Exercise instructions: Rewrite every one of the entries below, swapping "supply bounding box coordinates" for "provide bounding box coordinates" wherever it occurs and keeping everything else unchanged.
[BEGIN Stored records]
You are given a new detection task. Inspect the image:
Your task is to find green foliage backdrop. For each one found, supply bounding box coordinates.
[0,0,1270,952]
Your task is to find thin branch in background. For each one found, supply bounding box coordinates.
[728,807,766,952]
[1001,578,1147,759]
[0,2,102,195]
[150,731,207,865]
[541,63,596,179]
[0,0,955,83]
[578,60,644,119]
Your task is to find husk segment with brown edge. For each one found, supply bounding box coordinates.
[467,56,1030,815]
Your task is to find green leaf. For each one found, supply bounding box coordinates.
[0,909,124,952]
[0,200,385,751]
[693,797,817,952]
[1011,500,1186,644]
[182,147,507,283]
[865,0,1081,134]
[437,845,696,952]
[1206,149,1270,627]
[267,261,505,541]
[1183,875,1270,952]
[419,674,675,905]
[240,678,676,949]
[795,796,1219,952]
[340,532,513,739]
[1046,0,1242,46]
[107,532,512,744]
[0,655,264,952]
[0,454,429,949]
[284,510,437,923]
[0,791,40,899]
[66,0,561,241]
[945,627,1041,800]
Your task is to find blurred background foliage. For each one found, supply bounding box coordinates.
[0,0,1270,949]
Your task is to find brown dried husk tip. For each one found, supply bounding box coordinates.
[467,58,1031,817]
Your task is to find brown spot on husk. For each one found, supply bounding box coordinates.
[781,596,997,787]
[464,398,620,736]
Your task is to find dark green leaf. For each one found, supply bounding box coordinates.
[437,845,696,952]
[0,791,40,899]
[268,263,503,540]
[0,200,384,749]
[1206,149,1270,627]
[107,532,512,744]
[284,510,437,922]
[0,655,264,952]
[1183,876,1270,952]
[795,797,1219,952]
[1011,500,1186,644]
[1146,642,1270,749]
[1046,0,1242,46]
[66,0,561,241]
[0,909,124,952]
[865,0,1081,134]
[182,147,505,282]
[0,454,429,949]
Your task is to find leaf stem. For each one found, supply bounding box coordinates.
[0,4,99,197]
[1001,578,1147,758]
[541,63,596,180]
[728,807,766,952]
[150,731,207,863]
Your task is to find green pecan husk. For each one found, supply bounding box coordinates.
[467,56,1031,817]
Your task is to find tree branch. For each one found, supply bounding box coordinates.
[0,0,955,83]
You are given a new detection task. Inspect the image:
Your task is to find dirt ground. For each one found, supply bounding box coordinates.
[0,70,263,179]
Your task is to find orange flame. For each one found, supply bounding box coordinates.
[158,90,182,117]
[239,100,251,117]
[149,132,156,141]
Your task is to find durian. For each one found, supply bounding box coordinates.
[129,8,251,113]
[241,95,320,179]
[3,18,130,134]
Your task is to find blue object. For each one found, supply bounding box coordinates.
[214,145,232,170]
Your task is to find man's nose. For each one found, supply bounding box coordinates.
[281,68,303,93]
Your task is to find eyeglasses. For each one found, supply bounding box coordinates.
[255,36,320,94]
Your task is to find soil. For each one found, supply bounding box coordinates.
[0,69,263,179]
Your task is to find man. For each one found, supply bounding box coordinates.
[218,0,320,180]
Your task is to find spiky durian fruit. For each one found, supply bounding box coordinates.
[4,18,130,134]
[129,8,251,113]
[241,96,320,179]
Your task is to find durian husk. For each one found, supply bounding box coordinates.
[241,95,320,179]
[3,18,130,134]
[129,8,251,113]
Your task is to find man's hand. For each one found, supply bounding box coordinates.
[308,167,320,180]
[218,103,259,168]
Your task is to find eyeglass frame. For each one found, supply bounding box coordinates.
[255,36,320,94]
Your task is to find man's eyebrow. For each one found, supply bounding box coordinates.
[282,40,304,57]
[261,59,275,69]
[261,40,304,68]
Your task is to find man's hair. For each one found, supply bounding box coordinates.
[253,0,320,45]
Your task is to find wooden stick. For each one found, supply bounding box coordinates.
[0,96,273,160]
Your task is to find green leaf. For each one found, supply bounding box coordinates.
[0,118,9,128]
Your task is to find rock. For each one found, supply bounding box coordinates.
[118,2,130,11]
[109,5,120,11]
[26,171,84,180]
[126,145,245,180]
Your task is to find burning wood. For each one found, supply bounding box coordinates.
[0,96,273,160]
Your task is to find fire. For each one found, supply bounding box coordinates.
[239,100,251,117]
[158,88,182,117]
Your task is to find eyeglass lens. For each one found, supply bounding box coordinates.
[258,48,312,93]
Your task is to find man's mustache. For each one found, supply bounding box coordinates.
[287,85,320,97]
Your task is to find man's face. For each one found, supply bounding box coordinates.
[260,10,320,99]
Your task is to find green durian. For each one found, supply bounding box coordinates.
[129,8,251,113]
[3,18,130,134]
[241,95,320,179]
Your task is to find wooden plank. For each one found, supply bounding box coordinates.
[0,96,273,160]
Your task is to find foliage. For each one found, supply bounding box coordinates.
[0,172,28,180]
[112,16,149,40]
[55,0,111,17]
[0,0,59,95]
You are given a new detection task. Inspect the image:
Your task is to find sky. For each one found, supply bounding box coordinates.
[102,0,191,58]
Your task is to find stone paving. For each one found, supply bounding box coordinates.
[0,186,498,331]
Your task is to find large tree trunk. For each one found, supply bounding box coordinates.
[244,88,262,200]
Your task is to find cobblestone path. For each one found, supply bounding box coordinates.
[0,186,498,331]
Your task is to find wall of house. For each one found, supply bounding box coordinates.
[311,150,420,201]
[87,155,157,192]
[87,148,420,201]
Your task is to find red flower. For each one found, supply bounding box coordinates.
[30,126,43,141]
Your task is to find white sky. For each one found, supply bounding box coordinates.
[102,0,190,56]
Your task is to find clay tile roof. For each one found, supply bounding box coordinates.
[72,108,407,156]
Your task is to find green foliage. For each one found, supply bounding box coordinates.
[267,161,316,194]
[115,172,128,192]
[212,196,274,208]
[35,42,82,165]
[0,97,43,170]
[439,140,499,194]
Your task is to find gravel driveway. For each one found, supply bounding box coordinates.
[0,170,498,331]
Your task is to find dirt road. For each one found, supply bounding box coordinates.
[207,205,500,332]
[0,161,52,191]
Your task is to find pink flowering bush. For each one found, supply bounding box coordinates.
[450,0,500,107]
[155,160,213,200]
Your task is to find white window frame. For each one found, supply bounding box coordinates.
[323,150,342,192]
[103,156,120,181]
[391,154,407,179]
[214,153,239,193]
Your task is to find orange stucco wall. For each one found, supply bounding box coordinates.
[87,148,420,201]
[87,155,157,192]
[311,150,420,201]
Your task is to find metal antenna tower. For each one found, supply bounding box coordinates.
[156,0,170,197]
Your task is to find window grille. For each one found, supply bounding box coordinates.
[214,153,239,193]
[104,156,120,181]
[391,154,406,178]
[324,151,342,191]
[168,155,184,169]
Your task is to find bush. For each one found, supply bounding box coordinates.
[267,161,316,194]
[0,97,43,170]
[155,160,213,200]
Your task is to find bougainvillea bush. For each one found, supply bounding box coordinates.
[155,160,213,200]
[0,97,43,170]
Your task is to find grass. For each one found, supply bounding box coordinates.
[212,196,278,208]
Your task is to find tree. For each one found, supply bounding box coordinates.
[END Stored records]
Exercise output:
You are given a new detection task. Inspect the image:
Your task is to find green foliage backdrop. For each one found, provide bounding box coordinates.
[0,0,1270,952]
Your task is to find thin branch in background. For each one found, provide bounding box coordinates.
[728,807,766,952]
[1001,578,1147,759]
[0,2,102,195]
[150,731,207,865]
[541,63,596,179]
[0,0,955,83]
[578,60,644,119]
Your task is to find husk segment with brown edge. For each one found, provide bounding box coordinates.
[467,56,1030,815]
Your task is to find green leaf. For each one found, provide bounding box coordinates.
[0,909,124,952]
[0,200,385,751]
[693,797,817,952]
[1011,500,1186,644]
[182,147,507,283]
[865,0,1081,134]
[437,845,696,952]
[1206,149,1270,627]
[267,261,505,541]
[1183,875,1270,952]
[419,674,675,905]
[240,678,676,949]
[795,796,1219,952]
[340,532,513,739]
[1046,0,1242,46]
[107,532,512,744]
[0,655,264,952]
[0,454,429,949]
[284,510,437,923]
[0,791,40,899]
[66,0,561,241]
[945,627,1041,800]
Your task is to find blurred background foliage. For each one found, provide bounding box coordinates.
[0,0,1270,949]
Your task is to find brown dried husk tip. For each one found, provide bounding box coordinates.
[467,58,1031,817]
Your task is to find brown spot on husk. For each one found, provide bounding box coordinates.
[781,596,997,787]
[464,398,620,736]
Your task is to find dark green leaf. For each one found, provide bounding box coordinates.
[437,845,696,952]
[0,791,40,899]
[268,263,503,540]
[0,200,384,749]
[1206,149,1270,627]
[107,532,512,744]
[284,510,437,922]
[0,655,264,952]
[1183,876,1270,952]
[795,797,1219,952]
[1011,500,1186,644]
[1146,642,1270,749]
[1046,0,1242,46]
[66,0,561,241]
[0,909,124,952]
[865,0,1081,134]
[182,147,505,282]
[0,454,429,949]
Your task is to find leaf stem. For each one found, provide bounding box coordinates.
[0,4,99,197]
[1001,578,1147,758]
[541,63,596,180]
[728,807,766,952]
[150,731,207,863]
Your task is to find green pecan husk. For each one found, provide bounding box coordinates.
[467,56,1031,817]
Your task is to find tree branch. For each one found, provide bounding box coordinates.
[0,0,955,83]
You are given a new detection task. Inspect the image:
Your task is to find dirt ground. For each one found, provide bounding box coordinates.
[0,70,263,179]
Your task is to find orange flame. For each one found, provide bounding box coordinates.
[158,90,182,117]
[239,100,251,117]
[149,132,156,141]
Your task is to find durian. For each one found, provide bounding box coordinates.
[129,8,251,113]
[241,95,320,179]
[3,18,130,134]
Your task is to find blue object. For each one found, provide bounding box coordinates.
[214,145,232,170]
Your task is to find man's nose. For each one found, provide bounding box coordinates.
[281,68,303,93]
Your task is to find eyeglasses. For each one found, provide bounding box coordinates.
[255,36,320,94]
Your task is to find soil. For each one found, provide bounding box coordinates.
[0,69,263,179]
Your task is to find man. For each one found, provide bounding box coordinates.
[218,0,320,180]
Your task is to find spiky durian fruit. For each one found, provide bounding box coordinates.
[4,18,130,134]
[129,8,251,113]
[241,96,320,179]
Your task is to find durian husk. For each one found, provide bounding box coordinates.
[241,95,320,179]
[3,18,130,134]
[129,8,251,113]
Your task is to find man's hand. For each one found, provide bounding box coordinates.
[308,167,320,180]
[218,103,259,168]
Your task is to find eyeglass frame. For each one found, provide bounding box coordinates.
[255,36,320,94]
Your task is to find man's eyebrow. For each one found, provide bounding box coordinates.
[282,40,304,57]
[261,59,275,69]
[261,40,304,68]
Your task is to find man's hair. For each one found, provide bounding box coordinates.
[253,0,320,45]
Your task is to find wooden stick. For each one found, provide bounding box coordinates.
[0,96,273,160]
Your task is to find green leaf. For each one found, provide bounding box coordinates.
[0,118,9,128]
Your task is to find rock. For each one found, provide bounding box coordinates.
[118,2,130,11]
[109,5,120,11]
[26,171,84,180]
[126,145,245,180]
Your task is to find burning wood. For each one found, provide bounding box coordinates.
[0,96,273,160]
Your task is to find fire. For each one found, provide bounding box coordinates.
[239,100,251,117]
[158,88,182,117]
Your task is to find eyeglass lens. For each one found, provide bounding box coordinates.
[258,48,312,93]
Your task is to find man's mustache. For each one found, provide bounding box coordinates.
[287,85,320,97]
Your task is to find man's face. For each one found, provide bounding box coordinates.
[260,10,320,99]
Your task is to find green durian. For each one found, provide bounding box coordinates.
[129,8,251,113]
[3,18,130,134]
[241,95,320,179]
Your task is to find wooden plank. For each one found, provide bounding box coordinates.
[0,96,273,160]
Your task is to find foliage. For each one found, provide bounding box coordinates.
[0,172,28,180]
[112,16,149,40]
[55,0,111,17]
[0,0,59,95]
You are given a new detection task. Inspect the image:
Your task is to find sky. For each one found, provide bounding box coordinates.
[102,0,191,58]
Your task is to find stone paving. For each one found, provide bounding box coordinates.
[0,186,498,331]
Your task is to find large tree trunk. For each one found, provide bounding box coordinates.
[244,88,262,200]
Your task is to find cobblestone path. For each one found, provide bounding box coordinates.
[0,186,498,331]
Your task is to find wall of house. For each one found, provide bounding box coordinates.
[311,150,420,201]
[87,155,157,192]
[87,148,420,201]
Your task is to find red flower. For each one found, provide bounding box coordinates.
[30,126,43,141]
Your task is to find white sky. For each one found, provide bounding box coordinates.
[102,0,190,56]
Your task is to find clay tile roof. For each one found, provide bounding box coordinates.
[72,108,407,156]
Your task is to find green foliage. For each one found, provide bounding box coordinates.
[267,161,316,194]
[115,172,128,192]
[212,196,274,208]
[35,42,82,165]
[0,97,43,170]
[439,140,499,194]
Your task is to find gravel driveway. For each one found, provide bounding box coordinates.
[0,170,498,331]
Your task is to find dirt road. For each one found, provide bounding box coordinates.
[207,205,500,332]
[0,161,52,191]
Your task is to find pink flowering bush. For each one found, provide bounding box coordinates.
[450,0,500,107]
[155,160,213,200]
Your task is to find white window frame. For each one found, provide bounding box coordinates.
[323,150,342,192]
[103,156,120,181]
[391,154,407,179]
[214,153,239,193]
Your task is to find orange stucco wall. For each one found, provide bounding box coordinates.
[87,148,420,201]
[87,155,157,192]
[311,150,420,201]
Your task is to find metal antenna tower. For each one found, provide bounding box coordinates.
[156,0,170,197]
Your task is to find window grille. For each one found, provide bounding box coordinates.
[214,153,239,193]
[104,156,120,181]
[391,154,406,178]
[324,151,342,191]
[168,155,184,169]
Your task is to find bush. For each one found, provide bounding box coordinates.
[267,161,316,194]
[0,97,43,170]
[155,160,213,200]
Your task is to find bougainvillea bush. For each one found, provide bounding box coordinates.
[155,160,213,200]
[0,97,43,170]
Your task is to find grass. For each one found, provide bounding box coordinates.
[212,196,278,208]
Your task is to find tree. For each one found, provide bounding box coordinates.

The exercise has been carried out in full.